Page Title

Nieuws

Deze rubriek toont alle actualiteit m.b.t. het FPB, gaande van de meest recente studies, persberichten, en artikels tot aankondigingen van toekomstige publicaties, workshops, colloquia…

Het Federaal Planbureau evalueert de gevolgen van de duurdere dollar en de hogere olieprijzen voor de Belgische economie (15/09/2000)

!

Bovenstaande HTML-versie van het communiqué bevat doorgaans niet alle informatie van de PDF-versie. Voor een volledige versie (met grafieken en tabellen), download het communiqué in PDF-formaat hieronder of in het kader 'PDF & downloads' rechtsbovenaan.

Hogere olieprijzen en een zwakke euro leiden beide tot een opstoot van de inflatie maar hebben een tegengesteld effect op de economische groei. Die laatste lijdt onder de duurdere energie, die de koopkracht van de gezinnen en de rendabiliteit van de ondernemingen aantast, maar heeft baat bij de daling van de wisselkoers van de euro, die maakt dat de Belgische uitvoer op de markten buiten de eurozone competitiever wordt. Het Federaal Planbureau heeft getracht beide effecten te becijferen.

------------------------------

### OPDRACHTEN:
(1) Zoek in het bericht het antwoord op deze vragen:
(a) Welke datum staat bij de evaluatie door het Federaal Planbureau?
(b) Wat zit er in de PDF-versie van het communiqué dat volgens het bericht in de HTML-versie ontbreekt?
(c) Waardoor wordt de Belgische uitvoer op markten buiten de eurozone competitiever?
(2) Zet de alinea uit het bericht die begint met "Hogere olieprijzen en een zwakke euro" om in een korte opsomming met de belangrijkste feiten.
Voor de opdrachten heb je de regels niet nodig.

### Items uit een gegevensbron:

------------------------------

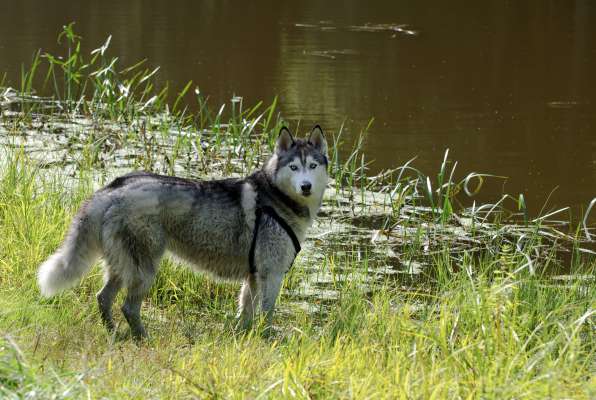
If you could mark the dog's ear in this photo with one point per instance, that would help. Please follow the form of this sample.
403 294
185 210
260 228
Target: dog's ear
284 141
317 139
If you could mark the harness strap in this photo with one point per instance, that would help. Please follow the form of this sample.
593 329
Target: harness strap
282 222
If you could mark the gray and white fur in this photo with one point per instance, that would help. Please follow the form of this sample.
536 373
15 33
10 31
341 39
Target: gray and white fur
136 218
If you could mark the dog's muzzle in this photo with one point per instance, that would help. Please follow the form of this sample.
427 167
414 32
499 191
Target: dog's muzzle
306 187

------------------------------

### ANTWOORDEN PER OPDRACHT:
(1)
(a) 15/09/2000
(b) Grafieken en tabellen.
(c) Door de daling van de wisselkoers van de euro.

(2)
- Hogere olieprijzen en een zwakke euro drijven allebei de inflatie op.
- Op de economische groei hebben ze een tegengesteld effect.
- Duurdere energie remt de groei, omdat ze de koopkracht van gezinnen en de rendabiliteit van bedrijven aantast.
- Een lagere eurokoers helpt de groei, omdat de Belgische uitvoer buiten de eurozone competitiever wordt.
- Het Federaal Planbureau heeft geprobeerd beide effecten te becijferen.